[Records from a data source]
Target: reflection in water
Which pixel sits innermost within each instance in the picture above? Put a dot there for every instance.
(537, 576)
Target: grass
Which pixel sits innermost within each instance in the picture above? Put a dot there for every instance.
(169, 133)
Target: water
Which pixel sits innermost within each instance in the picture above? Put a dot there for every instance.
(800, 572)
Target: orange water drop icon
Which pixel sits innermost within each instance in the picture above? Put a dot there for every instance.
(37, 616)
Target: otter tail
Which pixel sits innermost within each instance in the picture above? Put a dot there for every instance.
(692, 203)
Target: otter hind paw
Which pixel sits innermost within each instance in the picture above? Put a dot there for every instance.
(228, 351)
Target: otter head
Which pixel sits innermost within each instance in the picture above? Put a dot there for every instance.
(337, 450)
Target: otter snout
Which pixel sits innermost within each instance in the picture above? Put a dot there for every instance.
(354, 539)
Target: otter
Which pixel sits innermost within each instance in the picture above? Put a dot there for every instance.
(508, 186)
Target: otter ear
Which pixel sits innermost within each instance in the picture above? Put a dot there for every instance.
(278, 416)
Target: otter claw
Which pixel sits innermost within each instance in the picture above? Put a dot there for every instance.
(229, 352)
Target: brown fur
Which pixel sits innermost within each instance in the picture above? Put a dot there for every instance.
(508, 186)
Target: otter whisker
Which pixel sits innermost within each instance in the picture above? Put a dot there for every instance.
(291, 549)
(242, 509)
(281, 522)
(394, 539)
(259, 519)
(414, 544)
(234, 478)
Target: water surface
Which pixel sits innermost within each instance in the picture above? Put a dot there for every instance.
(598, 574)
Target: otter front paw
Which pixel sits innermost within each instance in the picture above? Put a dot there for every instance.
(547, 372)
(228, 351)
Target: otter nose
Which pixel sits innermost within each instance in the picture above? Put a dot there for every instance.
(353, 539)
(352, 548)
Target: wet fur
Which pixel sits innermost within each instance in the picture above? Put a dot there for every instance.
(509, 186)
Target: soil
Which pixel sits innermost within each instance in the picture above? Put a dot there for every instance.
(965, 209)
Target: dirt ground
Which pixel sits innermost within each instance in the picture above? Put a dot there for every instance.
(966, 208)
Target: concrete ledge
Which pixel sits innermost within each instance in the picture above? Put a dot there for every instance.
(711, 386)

## Prompt
Copy each line of the records containing the string "otter".

## Problem solution
Target: otter tail
Target: otter hind paw
Target: otter head
Target: otter snout
Target: otter
Target: otter ear
Target: otter claw
Target: otter whisker
Target: otter front paw
Target: otter nose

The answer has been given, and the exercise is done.